- Records to use -
++++
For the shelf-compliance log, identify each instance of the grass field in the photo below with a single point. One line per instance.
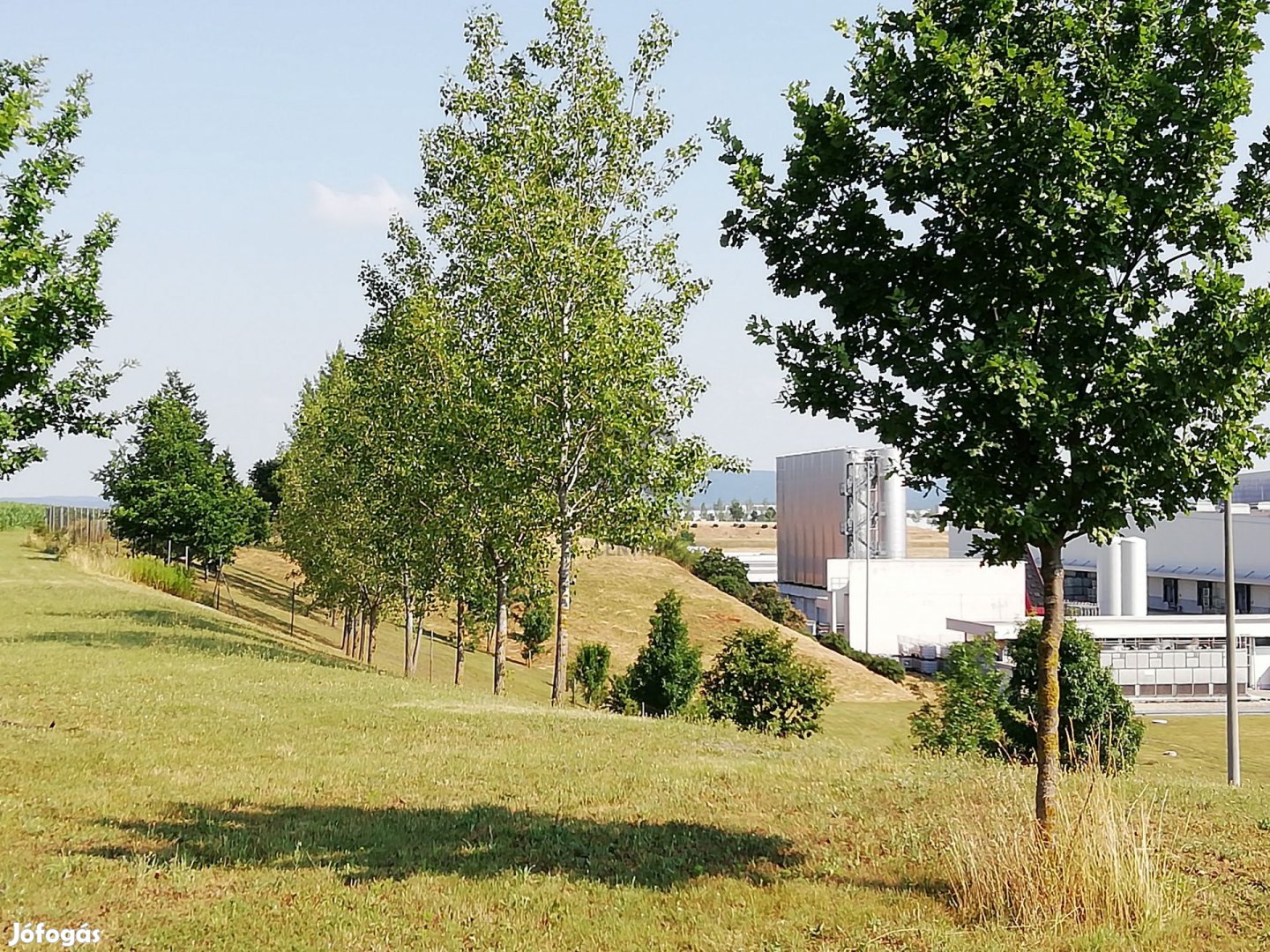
(206, 785)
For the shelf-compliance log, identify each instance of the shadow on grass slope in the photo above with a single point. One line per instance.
(474, 842)
(179, 631)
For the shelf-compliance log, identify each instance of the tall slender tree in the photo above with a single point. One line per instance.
(544, 195)
(1022, 228)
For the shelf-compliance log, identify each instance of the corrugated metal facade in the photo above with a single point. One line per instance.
(811, 507)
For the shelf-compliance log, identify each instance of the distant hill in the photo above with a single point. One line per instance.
(86, 502)
(759, 485)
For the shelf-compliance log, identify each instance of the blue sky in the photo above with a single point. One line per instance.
(251, 152)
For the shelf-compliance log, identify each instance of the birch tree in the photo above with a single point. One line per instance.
(544, 196)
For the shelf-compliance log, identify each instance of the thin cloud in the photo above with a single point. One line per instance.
(355, 208)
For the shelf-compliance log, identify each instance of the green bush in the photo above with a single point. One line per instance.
(588, 673)
(759, 684)
(22, 516)
(767, 600)
(677, 548)
(536, 628)
(975, 712)
(1095, 721)
(619, 698)
(725, 573)
(669, 668)
(879, 664)
(964, 718)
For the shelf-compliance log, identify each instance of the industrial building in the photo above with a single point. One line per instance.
(1152, 598)
(841, 557)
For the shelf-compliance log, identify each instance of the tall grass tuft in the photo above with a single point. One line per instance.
(145, 570)
(20, 516)
(1102, 867)
(149, 570)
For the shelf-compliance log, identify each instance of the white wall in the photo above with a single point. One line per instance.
(1194, 542)
(891, 607)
++++
- Stated task -
Can you repeat all of the records above word for word, leaving out the pictures?

- Written solution -
For the shelf-compliance log, identify each instance of the grass field in the photo below with a single point. One line per instance.
(206, 785)
For the shelf-compliance log, identify each instance of the shadow on grass slope in the photo above with a single point. One line per instance.
(474, 842)
(179, 631)
For the shelf-compliance log, identify each instance of the tall slender tree in the photo above with a single point. One line per instance.
(544, 195)
(1022, 228)
For the shelf-compliance log, identify each instance of the corrugated metal facade in the photo above with a single point. One line per instance.
(811, 507)
For the shelf-compliance log, identify each instance of the distant hill in the photo above with a single point. One line per instance.
(86, 502)
(759, 485)
For the shelf-compliance log, identify each instance of the blue sky in the photo above with a single point. One line per instance.
(251, 152)
For the shelf-compliance log, identify each instance of the birch tree in the photo above with a single point. One line per instance.
(544, 196)
For the shelf-compliance log, identify each instance of the thin cloud in the photo above with a single point. One line per instance.
(355, 208)
For the shelf-compliance log, identify each instance of the green bush in the photo above with a single point. One line per instance.
(588, 673)
(759, 684)
(22, 516)
(767, 600)
(677, 548)
(536, 628)
(975, 712)
(1095, 721)
(619, 698)
(725, 573)
(669, 668)
(879, 664)
(964, 718)
For the shelf-compliance log, identify each instance of the industrial building in the photo above with a single point. One line per instance.
(1152, 598)
(841, 557)
For the shelf-compliance log, identify each instance of the tall grass tuft in the photo above with a single point. One line per instance.
(145, 570)
(20, 516)
(1102, 867)
(149, 570)
For the shelf-compliance log, identify each instance of the white wall in the photo above with a single point. One line per instance.
(1194, 542)
(891, 607)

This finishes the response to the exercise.